- [Problem to work on]:
Quote the records below in full, exactly as given, with the images taken out.

- [Source records]:
------------------------------------------------------------

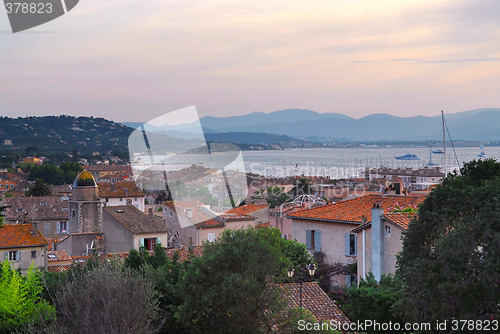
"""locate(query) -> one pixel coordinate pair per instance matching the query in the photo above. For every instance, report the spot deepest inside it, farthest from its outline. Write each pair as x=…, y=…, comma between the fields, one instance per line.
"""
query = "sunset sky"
x=135, y=60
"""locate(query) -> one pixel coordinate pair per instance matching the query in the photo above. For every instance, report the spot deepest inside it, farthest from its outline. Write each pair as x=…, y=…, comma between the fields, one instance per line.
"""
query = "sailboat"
x=481, y=154
x=408, y=156
x=431, y=163
x=437, y=151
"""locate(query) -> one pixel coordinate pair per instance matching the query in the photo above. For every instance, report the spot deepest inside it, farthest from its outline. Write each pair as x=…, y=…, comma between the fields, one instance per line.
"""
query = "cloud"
x=116, y=57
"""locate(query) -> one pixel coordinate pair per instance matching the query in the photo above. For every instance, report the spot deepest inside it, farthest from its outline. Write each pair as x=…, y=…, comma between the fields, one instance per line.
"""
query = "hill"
x=479, y=124
x=57, y=134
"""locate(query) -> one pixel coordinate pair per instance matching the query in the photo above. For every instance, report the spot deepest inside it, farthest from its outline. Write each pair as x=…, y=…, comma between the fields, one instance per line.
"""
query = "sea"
x=338, y=163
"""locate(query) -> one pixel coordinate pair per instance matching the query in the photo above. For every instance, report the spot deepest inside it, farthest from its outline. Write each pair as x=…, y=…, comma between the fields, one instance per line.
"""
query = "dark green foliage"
x=372, y=300
x=39, y=189
x=230, y=288
x=451, y=256
x=106, y=298
x=20, y=303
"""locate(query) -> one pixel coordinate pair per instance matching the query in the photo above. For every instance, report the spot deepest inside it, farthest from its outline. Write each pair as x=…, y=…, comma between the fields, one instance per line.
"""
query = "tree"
x=450, y=261
x=372, y=300
x=106, y=298
x=230, y=288
x=39, y=189
x=20, y=302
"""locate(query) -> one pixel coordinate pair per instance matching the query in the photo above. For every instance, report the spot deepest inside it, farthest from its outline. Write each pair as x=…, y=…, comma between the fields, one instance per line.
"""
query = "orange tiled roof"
x=55, y=256
x=121, y=189
x=315, y=300
x=248, y=209
x=13, y=236
x=59, y=268
x=108, y=168
x=135, y=220
x=352, y=211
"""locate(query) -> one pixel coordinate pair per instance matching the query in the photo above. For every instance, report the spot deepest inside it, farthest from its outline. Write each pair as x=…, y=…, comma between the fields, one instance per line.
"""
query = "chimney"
x=34, y=229
x=378, y=247
x=177, y=240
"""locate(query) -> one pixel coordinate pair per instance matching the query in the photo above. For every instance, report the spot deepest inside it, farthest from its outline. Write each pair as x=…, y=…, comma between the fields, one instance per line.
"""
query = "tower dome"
x=84, y=179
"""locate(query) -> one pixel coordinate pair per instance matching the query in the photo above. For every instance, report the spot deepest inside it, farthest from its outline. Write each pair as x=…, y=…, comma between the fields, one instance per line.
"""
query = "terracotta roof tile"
x=108, y=168
x=12, y=236
x=203, y=215
x=121, y=189
x=59, y=268
x=135, y=220
x=248, y=209
x=315, y=300
x=353, y=210
x=40, y=208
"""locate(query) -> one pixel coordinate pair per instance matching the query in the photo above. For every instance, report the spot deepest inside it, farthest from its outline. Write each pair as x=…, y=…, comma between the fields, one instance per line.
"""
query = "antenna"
x=444, y=142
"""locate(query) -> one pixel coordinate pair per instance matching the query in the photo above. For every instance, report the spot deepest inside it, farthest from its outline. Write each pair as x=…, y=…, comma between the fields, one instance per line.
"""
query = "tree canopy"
x=231, y=287
x=450, y=261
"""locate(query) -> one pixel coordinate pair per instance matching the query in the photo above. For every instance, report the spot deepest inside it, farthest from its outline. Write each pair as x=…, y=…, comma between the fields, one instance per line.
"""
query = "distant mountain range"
x=480, y=124
x=472, y=125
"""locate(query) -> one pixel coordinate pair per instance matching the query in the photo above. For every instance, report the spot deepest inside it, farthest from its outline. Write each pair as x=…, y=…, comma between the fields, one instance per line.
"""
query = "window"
x=149, y=243
x=313, y=240
x=350, y=281
x=13, y=256
x=211, y=237
x=351, y=244
x=61, y=227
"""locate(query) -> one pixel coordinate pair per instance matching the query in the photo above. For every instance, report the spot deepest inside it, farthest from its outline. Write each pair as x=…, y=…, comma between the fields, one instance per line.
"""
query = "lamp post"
x=311, y=268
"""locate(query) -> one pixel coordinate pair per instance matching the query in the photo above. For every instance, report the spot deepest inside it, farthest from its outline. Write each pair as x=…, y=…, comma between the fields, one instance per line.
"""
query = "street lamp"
x=311, y=268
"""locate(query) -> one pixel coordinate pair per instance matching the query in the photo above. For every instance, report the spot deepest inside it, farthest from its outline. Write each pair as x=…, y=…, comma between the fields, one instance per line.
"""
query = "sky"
x=135, y=60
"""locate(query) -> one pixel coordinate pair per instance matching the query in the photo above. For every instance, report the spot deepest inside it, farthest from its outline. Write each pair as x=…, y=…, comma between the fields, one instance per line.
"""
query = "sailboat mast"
x=444, y=142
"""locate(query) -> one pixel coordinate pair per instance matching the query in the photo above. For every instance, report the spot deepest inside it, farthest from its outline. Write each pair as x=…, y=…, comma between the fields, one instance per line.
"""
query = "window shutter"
x=347, y=244
x=308, y=239
x=355, y=245
x=317, y=241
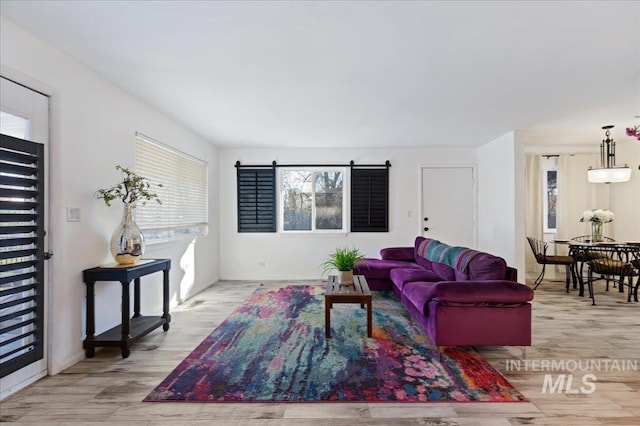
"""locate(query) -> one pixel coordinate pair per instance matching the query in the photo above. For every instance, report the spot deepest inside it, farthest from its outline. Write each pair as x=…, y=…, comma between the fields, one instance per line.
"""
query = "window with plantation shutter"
x=370, y=200
x=257, y=200
x=21, y=253
x=183, y=193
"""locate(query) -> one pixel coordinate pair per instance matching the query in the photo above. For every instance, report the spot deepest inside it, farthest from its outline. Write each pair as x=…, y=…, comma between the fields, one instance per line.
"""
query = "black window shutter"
x=256, y=200
x=369, y=200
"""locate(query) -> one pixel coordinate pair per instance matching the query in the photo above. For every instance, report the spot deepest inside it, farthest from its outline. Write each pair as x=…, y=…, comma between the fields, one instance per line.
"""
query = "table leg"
x=136, y=298
x=89, y=348
x=327, y=319
x=126, y=324
x=369, y=319
x=165, y=299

------------------------------------------------------------

- [Correct output]:
"""locate(query) -> one pixel coordinate pair per instance matching the query in the photo above. For every instance, report the spot deepest inside it, farthest from its outline. Write each pair as x=…, y=…, comma between the fields, one instance per line.
"""
query = "sunset sky"
x=135, y=60
"""locate(query) -> one pixel coordinate pair per instance matching the query in the photo above. For every instance, report the spot deepest inside it, farthest from its outline. Write each pair as x=…, y=…, comma between the fields, one instance per line.
"""
query = "sailboat"
x=481, y=154
x=408, y=156
x=431, y=163
x=437, y=151
"""locate(query) -> one pixel coordinate pair per instance matching the query in the photo above. For every instance, report the spot deepest inside it, farthest from its outline. Write each pair as x=…, y=…, comma between the fields, one instance per line.
"""
query = "cloud"
x=116, y=57
"""locate(query) -> one pixel coordinate pair per instance matching the query in the photo above. For every instance, report the spot deepest inside it, farthest from its outline. Write each pair as x=…, y=…, comma between the fields, one instance per line.
"""
query = "hill"
x=479, y=124
x=57, y=134
"""locate(query) -> one pixel coordinate pair per instance matching the query in the photo above. For every instance, report the spot deepest inside it, farthest from its outline. Write each pair as x=…, y=…, comma between the fields, one instance per line.
"""
query = "sea"
x=338, y=163
"""locate(query) -> one pixel coordinate pair per instance matching the query in the photo above. For every instance, report the spot deepest inside it, farthest from its outline. Write each pair as x=…, y=…, comma between the fields, one instance per line.
"""
query = "dark green foliage"
x=372, y=300
x=39, y=189
x=230, y=288
x=451, y=256
x=106, y=298
x=20, y=303
"""locate(query) -> one pixel coordinate pair per instance matching the query in the photo above. For every instance, report the spot deepest inside it, farthest from its outline. Write each pair as x=…, y=…, comma between the fields, one instance per line.
"""
query = "tree"
x=450, y=261
x=372, y=300
x=106, y=298
x=230, y=288
x=39, y=189
x=20, y=302
"""locate(query) -> one pixel coordinate pair per instance matching the query in the photo above. For every instance, report the spot deepest inside it, farthest from its outline. Write each pair as x=…, y=…, comma between the fields, one instance per line.
"""
query = "orange tiled roof"
x=55, y=256
x=121, y=189
x=315, y=300
x=248, y=209
x=13, y=236
x=59, y=268
x=108, y=168
x=135, y=220
x=352, y=211
"""locate(query) -> one pixel coordinate pair per instance matching the query in the photo above. For every instance, report the spot deepest inside it, farthest from its outline. Write each pair as x=…, y=…, comma between the fields, one instance per line.
"""
query = "chimney"
x=34, y=229
x=378, y=247
x=177, y=240
"""locate(query) -> one pixel coordinate pair per instance matching the query in the photo above. For every instance, report the spot deepest inside it, farthest from its outline. Write each pair as x=…, y=…, comma between the fields, one instance per line.
"""
query = "tower dome"
x=84, y=179
"""locate(query) -> one pixel coordinate pair per instance matching the query in the photo above. For every instance, report the spot deepest inside it, farthest from its outline. Write each pair as x=…, y=…, comma between the fields, one instance per line.
"""
query = "terracotta roof tile"
x=108, y=168
x=12, y=236
x=203, y=215
x=121, y=189
x=59, y=268
x=135, y=220
x=248, y=209
x=315, y=300
x=353, y=210
x=40, y=208
"""locate(query) -> one pixel coordinate pair per instance matching the query in the photo above. For every instance, report the spot deepest inside it, farthest from its outline. Write each pair as x=…, y=…, comma between the fields, one instance per line.
"""
query = "antenna"
x=444, y=142
"""locate(query) -> one pixel coordinate pair per instance matching the query in the photo above. For every instance, report the spot deepest inside it, farthest from its outline. Write each pair as x=…, y=…, comma between the fields, one instance per line.
"""
query = "tree canopy"
x=231, y=287
x=450, y=261
"""locate(query) -> one pixel coordinate pair per instance matching the query in the photo above. For every instance, report the spot deepest inside it, farthest from its outline. Write each pair as x=…, y=…, comma between the fields, one instance per line.
"""
query = "distant mountain range"
x=480, y=124
x=472, y=125
"""locate(query) -> one pixel coordinate pair per instance matching the query in the photo above. For every instance, report the spot deepest inside it, farthest from its outline. Write each pair as x=…, y=…, comma between the fields, one instance per line.
"""
query = "window"
x=149, y=243
x=313, y=240
x=350, y=281
x=13, y=256
x=211, y=237
x=351, y=244
x=61, y=227
"""locate(query) -> one pixel coordinate pair per instance matching the query in the photo above. For every instance, report the spot deepest inside it, farthest from its outline. Write each pair as x=…, y=…, comma between the fields, one instance per line.
"""
query = "lamp post"
x=311, y=268
"""locate(query) -> one pixel coordinate pair per instance matching the query in the photo above. For every instance, report the spot deepest inside it, farthest from its outline. Write each pair as x=…, y=…, comma between the fields, one instance per line.
"""
query = "street lamp"
x=311, y=268
"""locate(query) -> one pixel coordinate pair per instance matching the query in the photo above. For every instance, report the spot deepest inside it, farthest from its outline. Write each pair as x=…, y=…, comma between the fields, one instance per line.
"""
query = "sky"
x=135, y=60
"""locate(query) -> one pixel coordinate pair per instance matching the query in the photo above. For every instance, report the spot deepest inside it, farthest from its outline. Write each pair as x=…, y=…, comma between the fields, one instance per line.
"""
query = "sailboat mast"
x=444, y=142
"""locate(query) -> one pixel coordinate pair per instance matching the query in the photo above. For every instance, report the spot deepest inside it, farthest from its outline. Write each pair as x=…, y=…, comma between the fields, one instance per line.
"""
query = "window shutter"
x=347, y=244
x=308, y=239
x=355, y=245
x=317, y=241
"""locate(query) -> one pixel coordinate pair per instance matching the query in the photo above. For every instance, report the spot deepest inside it, farthest from its outline. Write each pair as x=…, y=…, comma between the fields, one instance per line.
"""
query = "window with plantation shutter"
x=370, y=200
x=257, y=200
x=21, y=253
x=183, y=193
"""locate(query) -> one pixel coordinate pair per instance matching the query in the photo above. For every instance, report the spot deepest inside it, farthest from its outline. Write each pair as x=…, y=…, comma between the fields, one instance per line.
"""
query = "black window shutter"
x=256, y=200
x=369, y=200
"""locate(query) -> one pixel coordinate pair per instance matching the query in the photo above. For every instance, report the spot deepest inside it, farthest from its outline. Write each pair as x=…, y=…, comma between the fields, one instance per line.
"""
query = "table leg"
x=136, y=298
x=89, y=348
x=327, y=319
x=126, y=324
x=369, y=319
x=165, y=299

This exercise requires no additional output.